- **READING TEXT**
━━━━━━━━━━━━━━━━━━━━━━━━━━━━━━
Improving Mood through Movement and Dancing
Dancing leads to an increase in positive mood. However, you won’t have to break out in full dance to enjoy the benefit dancing and music has on your mood. Even the smallest of “dance moves” such as bobbing your head, tapping your feet, and waving your hands contribute to a positive mood. The region of the brain that is most impacted by music is also the area that makes us want to move. In the brain, the cerebellum is highly activated when we listen to our favorite songs. The cerebellum is involved in coordination and movement. Activating our cerebellum increases our “urge” to dance. Dancing helps to release endorphins and serotonin in the brain, both of which are known to have a positive impact on one’s mood.
Greater Motivation during Exercise
There is a reason why music and working out seem to go hand in hand. First, music helps to reduce the feelings of fatigue, allowing one to push to the end of an exercise when they might otherwise give up. Listening to music during exercises such as running/jogging or timed interval exercises can help one to keep their pace throughout the workout because people have an instinct to synchronize their movements to music and it’s tempo. Listening to music during exercise also helps people to exercise longer without realizing they are doing so. The human body is constantly monitoring itself, therefore, with music as a distraction in the brain, there is less effort placed into thinking about how tired one may be or how much time they have left in the workout.
━━━━━━━━━━━━━━━━━━━━━━━━━━━━━━
- **GIVEN RECORDS**
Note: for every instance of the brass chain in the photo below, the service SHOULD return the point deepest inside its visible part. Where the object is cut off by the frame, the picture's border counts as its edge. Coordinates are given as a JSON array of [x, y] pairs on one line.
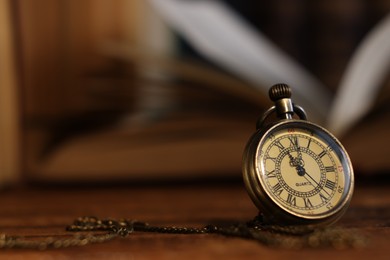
[[100, 231]]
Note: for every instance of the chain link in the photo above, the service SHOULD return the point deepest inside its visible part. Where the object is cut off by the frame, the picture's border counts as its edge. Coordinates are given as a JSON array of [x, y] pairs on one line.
[[256, 229]]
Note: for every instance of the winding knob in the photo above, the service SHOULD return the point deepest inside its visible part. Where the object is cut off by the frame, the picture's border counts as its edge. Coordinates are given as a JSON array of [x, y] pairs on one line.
[[279, 91]]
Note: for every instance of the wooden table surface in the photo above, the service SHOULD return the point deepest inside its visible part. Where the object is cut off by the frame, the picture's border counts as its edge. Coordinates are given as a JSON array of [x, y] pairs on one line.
[[43, 211]]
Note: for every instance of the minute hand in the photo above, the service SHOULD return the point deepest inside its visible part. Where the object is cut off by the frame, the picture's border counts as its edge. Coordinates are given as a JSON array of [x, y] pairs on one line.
[[318, 185]]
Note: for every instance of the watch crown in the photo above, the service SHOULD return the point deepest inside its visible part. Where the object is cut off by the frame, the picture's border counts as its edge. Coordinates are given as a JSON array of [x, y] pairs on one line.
[[279, 91]]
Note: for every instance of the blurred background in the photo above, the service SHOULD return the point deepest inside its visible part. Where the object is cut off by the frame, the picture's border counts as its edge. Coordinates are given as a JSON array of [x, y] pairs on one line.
[[96, 90]]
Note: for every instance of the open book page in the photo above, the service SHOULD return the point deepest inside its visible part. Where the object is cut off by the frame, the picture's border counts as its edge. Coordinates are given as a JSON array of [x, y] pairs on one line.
[[218, 33]]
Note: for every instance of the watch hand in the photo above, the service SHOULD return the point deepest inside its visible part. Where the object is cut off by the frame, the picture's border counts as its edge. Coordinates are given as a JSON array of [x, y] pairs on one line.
[[318, 185], [298, 164]]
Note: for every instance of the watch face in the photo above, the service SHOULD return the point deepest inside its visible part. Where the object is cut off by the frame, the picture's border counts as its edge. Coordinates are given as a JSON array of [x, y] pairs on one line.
[[303, 169]]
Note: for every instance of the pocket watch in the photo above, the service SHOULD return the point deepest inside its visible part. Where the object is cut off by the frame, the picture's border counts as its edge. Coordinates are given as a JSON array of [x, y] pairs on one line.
[[296, 172]]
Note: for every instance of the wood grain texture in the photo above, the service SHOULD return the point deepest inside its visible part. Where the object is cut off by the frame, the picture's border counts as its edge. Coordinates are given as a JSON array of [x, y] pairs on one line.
[[46, 211]]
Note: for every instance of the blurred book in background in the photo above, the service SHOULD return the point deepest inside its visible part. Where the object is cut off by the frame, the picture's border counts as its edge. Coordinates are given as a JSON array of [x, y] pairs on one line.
[[106, 91]]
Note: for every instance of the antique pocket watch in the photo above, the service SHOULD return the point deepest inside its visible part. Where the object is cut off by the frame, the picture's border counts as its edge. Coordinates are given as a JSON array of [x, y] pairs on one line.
[[296, 172]]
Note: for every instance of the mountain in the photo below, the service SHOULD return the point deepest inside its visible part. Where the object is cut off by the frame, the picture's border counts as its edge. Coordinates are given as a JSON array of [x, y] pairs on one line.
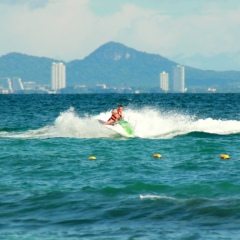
[[112, 64], [117, 65]]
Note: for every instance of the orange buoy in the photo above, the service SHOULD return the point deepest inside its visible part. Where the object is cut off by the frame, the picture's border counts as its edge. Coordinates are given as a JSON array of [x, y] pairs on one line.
[[224, 156]]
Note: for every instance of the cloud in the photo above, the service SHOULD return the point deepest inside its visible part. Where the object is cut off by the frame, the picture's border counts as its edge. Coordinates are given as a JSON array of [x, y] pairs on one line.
[[72, 29]]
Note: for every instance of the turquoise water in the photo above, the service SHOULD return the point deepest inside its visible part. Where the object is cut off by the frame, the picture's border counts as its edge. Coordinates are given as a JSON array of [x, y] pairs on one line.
[[51, 190]]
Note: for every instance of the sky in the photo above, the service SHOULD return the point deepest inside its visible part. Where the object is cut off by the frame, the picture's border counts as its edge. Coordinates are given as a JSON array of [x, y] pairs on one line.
[[199, 33]]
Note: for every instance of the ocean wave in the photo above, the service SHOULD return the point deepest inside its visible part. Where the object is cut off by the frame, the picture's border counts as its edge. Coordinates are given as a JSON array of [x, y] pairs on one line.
[[148, 123]]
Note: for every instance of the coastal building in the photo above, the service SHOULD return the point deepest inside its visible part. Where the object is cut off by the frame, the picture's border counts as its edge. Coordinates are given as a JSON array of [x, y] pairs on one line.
[[179, 79], [164, 85], [58, 76]]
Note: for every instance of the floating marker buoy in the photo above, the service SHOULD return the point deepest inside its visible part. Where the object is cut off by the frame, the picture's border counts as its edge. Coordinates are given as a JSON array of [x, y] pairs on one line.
[[224, 156]]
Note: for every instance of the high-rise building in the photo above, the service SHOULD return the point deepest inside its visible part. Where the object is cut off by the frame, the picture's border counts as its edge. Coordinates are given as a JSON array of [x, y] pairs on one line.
[[179, 79], [58, 76], [164, 81]]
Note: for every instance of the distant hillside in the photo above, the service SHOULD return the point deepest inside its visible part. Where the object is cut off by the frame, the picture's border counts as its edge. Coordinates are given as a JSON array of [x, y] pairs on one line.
[[113, 64]]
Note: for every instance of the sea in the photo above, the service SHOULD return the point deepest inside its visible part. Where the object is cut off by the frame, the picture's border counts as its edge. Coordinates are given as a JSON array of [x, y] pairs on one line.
[[66, 176]]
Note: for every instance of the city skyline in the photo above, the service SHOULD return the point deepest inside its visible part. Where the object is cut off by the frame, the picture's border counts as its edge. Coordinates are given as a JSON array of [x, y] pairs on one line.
[[58, 77], [138, 24]]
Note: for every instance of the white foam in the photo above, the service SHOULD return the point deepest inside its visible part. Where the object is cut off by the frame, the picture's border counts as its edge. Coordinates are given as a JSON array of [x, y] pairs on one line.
[[156, 197], [147, 123]]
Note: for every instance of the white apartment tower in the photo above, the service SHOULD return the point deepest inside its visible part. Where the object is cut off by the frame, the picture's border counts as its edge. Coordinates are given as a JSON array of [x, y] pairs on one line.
[[58, 76], [179, 79], [164, 81]]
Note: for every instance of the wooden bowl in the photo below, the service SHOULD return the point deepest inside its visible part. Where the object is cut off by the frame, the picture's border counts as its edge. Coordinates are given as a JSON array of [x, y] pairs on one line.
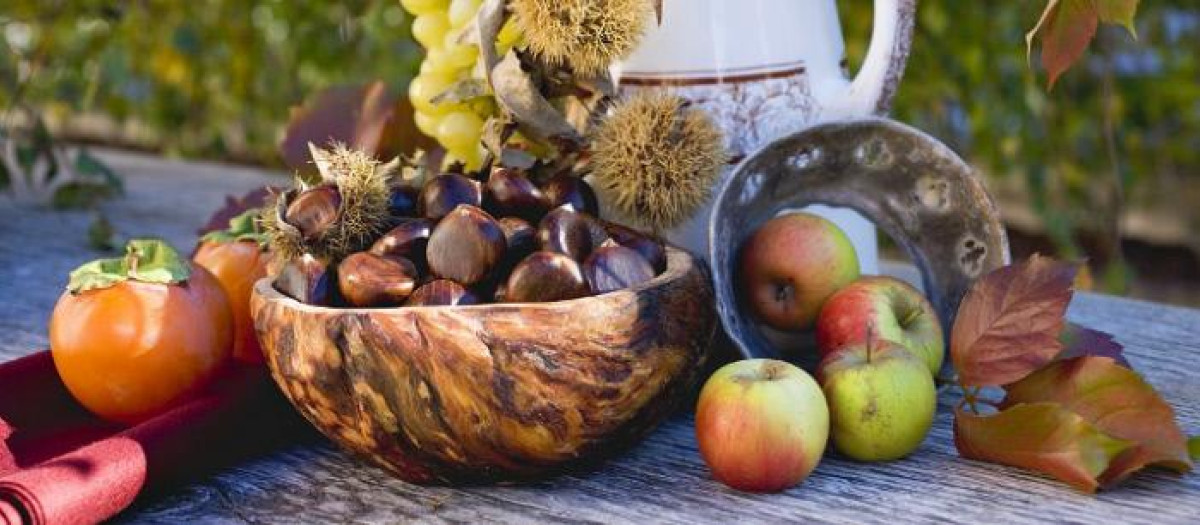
[[492, 392]]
━━━━━━━━━━━━━━━━━━━━━━━━━━━━━━
- **REQUIRED ACTION A**
In the passage on music and movement, which region of the brain is highly activated when we listen to our favorite songs?
- **REQUIRED ACTION B**
Copy the passage on music and movement from "Greater Motivation during" up to and including "in the workout.".
The entries come from a separate source.

- **RESPONSE BOX A**
The cerebellum.

- **RESPONSE BOX B**
Greater Motivation during Exercise
There is a reason why music and working out seem to go hand in hand. First, music helps to reduce the feelings of fatigue, allowing one to push to the end of an exercise when they might otherwise give up. Listening to music during exercises such as running/jogging or timed interval exercises can help one to keep their pace throughout the workout because people have an instinct to synchronize their movements to music and it’s tempo. Listening to music during exercise also helps people to exercise longer without realizing they are doing so. The human body is constantly monitoring itself, therefore, with music as a distraction in the brain, there is less effort placed into thinking about how tired one may be or how much time they have left in the workout.